An Overview of the Wannsee Conference

It is often supposed that Hitler formulated a master plan for all of his major policies, from the creation of a World War to genocide against the Jews, as early as the writing of Mein Kampf.  To be sure, most of his subsequent decisions are consistent with the spirit of that work, but many choices were occasioned by unforeseen circumstances, such as an Anglo-French declaration of war over the invasion of Poland.  Furthermore, Hitler’s preference for Social Darwinism extended to administration, and he created multiple agencies with overlapping spheres of influence to encourage competition among his underlings.  This often resulted in confusing inconsistencies, and nowhere were these inconsistencies thornier than in the policies concerning the Jews.  The Wannsee Conference was an attempt to standardize these policies.

Removal of the Jews from German society had always been a goal of the Nazi Party.  With the victories of 1939 and 1940, the boundaries of the Third Reich had grown substantially, and it became possible to consider the removal of the Jews from Europe entirely.  There was, however, no system in place for doing this.  Killings certainly occurred, often casually, but for most, some form of ghettoization was the norm in this period.

The invasion of the Soviet Union in 1941 changed the circumstances.  For one, the scale of the fighting strained German resources; for another, the addition of conquered territory in the east increased the number of Jews on land controlled by the Reich.  In a tradition going back to Tsarist times, Jews were permitted to live only in the Pale of Settlement, an area limited to Byelorussia, Ukraine and that part of Poland that the Russian Empire had controlled.  While the restriction was no longer binding under the USSR, it remained that the bulk of Jewish population lived in those territories that the Germans captured in 1941.

——————————

* **Written exercise 1**
According to the Wannsee Conference overview, what was the conference an attempt to do?

* **Material provided**
——————————

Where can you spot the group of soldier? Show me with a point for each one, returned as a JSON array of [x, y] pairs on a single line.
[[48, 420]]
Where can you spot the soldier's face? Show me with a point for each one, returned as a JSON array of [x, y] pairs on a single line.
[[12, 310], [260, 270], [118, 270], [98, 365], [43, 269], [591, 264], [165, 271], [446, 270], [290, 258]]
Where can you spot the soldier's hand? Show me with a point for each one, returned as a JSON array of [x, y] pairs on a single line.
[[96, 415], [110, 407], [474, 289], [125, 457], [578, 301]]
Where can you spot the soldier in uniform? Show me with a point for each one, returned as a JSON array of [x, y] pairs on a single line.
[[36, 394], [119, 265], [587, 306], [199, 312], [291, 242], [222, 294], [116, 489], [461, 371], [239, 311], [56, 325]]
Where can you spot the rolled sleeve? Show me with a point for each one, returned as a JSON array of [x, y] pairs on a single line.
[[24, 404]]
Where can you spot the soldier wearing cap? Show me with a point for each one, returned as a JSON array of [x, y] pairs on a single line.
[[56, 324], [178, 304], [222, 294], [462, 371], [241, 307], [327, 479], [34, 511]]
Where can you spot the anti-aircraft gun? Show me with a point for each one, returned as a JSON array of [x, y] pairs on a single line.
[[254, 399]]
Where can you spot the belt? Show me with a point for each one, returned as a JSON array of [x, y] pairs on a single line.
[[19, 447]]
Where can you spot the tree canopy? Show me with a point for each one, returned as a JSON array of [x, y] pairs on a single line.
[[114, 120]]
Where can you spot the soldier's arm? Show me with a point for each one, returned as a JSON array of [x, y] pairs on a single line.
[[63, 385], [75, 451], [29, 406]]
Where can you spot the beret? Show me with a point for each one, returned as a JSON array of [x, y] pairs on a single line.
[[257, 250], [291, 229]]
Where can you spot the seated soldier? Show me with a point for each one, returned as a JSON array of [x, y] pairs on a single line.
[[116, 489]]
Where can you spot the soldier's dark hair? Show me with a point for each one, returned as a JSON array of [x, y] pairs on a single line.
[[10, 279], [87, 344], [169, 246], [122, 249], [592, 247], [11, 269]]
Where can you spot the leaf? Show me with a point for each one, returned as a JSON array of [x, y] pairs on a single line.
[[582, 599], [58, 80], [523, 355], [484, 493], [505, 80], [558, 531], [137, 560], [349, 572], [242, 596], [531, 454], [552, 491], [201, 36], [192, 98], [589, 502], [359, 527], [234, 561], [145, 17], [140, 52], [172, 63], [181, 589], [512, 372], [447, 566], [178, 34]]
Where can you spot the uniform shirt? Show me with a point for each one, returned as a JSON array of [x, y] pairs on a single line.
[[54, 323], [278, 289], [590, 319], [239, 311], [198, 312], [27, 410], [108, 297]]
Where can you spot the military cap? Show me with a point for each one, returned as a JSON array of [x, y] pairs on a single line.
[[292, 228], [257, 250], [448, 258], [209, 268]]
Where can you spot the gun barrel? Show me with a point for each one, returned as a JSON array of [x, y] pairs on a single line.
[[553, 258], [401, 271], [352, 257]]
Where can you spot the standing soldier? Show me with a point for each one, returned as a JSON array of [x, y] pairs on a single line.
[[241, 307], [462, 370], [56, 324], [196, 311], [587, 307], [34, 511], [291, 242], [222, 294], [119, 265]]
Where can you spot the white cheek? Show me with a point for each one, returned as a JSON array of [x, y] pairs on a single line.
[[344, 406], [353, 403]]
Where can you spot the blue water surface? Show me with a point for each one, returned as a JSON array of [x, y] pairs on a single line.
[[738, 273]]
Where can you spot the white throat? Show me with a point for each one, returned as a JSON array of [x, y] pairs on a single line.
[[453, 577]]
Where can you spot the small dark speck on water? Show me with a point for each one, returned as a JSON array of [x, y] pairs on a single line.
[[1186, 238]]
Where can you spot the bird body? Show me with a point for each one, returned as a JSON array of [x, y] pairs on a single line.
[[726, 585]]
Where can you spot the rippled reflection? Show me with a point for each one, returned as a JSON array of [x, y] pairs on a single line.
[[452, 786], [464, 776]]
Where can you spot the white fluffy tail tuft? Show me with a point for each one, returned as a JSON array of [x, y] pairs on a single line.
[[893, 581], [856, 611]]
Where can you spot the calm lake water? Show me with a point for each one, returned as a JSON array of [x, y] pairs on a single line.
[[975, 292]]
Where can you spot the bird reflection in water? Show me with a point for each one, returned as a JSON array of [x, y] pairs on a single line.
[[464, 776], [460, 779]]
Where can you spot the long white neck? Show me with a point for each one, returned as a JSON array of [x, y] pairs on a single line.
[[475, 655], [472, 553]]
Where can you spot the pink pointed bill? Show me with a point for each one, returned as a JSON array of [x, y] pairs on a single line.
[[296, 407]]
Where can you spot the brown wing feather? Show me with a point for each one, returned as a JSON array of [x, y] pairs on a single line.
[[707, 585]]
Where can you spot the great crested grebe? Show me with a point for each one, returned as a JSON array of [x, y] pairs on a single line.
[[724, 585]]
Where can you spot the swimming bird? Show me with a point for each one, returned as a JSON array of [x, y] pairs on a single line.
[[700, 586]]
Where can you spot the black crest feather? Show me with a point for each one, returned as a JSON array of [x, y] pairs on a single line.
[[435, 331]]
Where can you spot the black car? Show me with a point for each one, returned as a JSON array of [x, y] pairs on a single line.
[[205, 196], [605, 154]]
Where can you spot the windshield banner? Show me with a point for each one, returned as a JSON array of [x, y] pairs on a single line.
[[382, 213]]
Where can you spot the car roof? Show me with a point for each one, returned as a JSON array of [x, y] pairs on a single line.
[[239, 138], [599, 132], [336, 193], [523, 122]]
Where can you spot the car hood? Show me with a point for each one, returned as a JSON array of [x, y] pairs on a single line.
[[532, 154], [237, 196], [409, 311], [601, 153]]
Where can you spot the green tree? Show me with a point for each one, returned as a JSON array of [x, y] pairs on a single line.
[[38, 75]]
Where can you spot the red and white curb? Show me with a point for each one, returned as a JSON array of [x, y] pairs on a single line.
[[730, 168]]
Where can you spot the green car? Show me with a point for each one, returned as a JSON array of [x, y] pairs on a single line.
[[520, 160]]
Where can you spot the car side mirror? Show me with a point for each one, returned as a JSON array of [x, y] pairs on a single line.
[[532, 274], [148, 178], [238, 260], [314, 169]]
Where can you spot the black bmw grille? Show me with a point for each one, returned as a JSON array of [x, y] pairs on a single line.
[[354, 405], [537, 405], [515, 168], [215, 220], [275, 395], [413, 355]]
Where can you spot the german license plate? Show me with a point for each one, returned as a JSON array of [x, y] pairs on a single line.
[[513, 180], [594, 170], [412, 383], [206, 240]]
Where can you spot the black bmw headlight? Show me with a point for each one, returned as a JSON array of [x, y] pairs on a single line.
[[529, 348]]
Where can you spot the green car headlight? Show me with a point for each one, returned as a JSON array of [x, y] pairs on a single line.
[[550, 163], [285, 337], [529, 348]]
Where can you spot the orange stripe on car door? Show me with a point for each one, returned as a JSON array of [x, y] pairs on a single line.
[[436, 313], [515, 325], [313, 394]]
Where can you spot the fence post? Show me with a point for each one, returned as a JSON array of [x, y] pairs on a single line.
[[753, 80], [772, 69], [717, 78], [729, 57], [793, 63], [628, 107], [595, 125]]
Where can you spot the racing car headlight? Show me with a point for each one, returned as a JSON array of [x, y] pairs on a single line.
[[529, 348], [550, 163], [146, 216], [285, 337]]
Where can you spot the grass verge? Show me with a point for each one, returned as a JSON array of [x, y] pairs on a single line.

——————————

* **Written exercise 2**
Please copy the records word for word, from their first line down through the line that contains "[[48, 420]]", including that line.

* **Exercise response 1**
To standardize the policies concerning the Jews.

* **Exercise response 2**
Where can you spot the group of soldier? Show me with a point for each one, returned as a JSON array of [x, y] pairs on a single line.
[[48, 420]]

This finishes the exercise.